» **SELECTED TEXT**:
I was never exactly an unadulterated fan of Alessandro Michele, the recently-no-longer Gucci designer. I often found his collections overwrought and self-indulgent; unedited, like the rambling monologues he would conduct after shows in the guise of a news conference, throwing himself into a thronelike chair in exhaustion. Yet for the last week, ever since the announcement that he was leaving the brand after nearly eight years, I haven’t been able to stop thinking that we will miss him more than we have yet imagined.
And that his departure is yet another example of the bind fashion has created for itself, with the constant churn of designers, constant reinvention of brands, constant production of new stuff. With the addiction to the immediate high that is the new! And different! And next!
Whether you liked what Mr. Michele did or not, there was no denying he had a point of view, and it changed not just how people dressed but the whole trajectory of fashion. That’s a rare achievement, and one that has a value all its own.

» **RECORDED INFORMATION**:
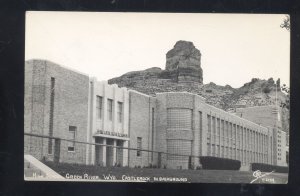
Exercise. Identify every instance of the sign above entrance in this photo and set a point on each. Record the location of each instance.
(112, 133)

» **TASKS TO COMPLETE**:
a - Rewrite the passage on Alessandro Michele's departure from Gucci from "And that his" up to and including "different! And next!", changing "designers" to "creative directors".
b - According to the piece on Alessandro Michele, how long had he been at Gucci when his departure was announced?

» **EXERCISE ANSWERS**:
a -
And that his departure is yet another example of the bind fashion has created for itself, with the constant churn of creative directors, constant reinvention of brands, constant production of new stuff. With the addiction to the immediate high that is the new! And different! And next!

b - Nearly eight years.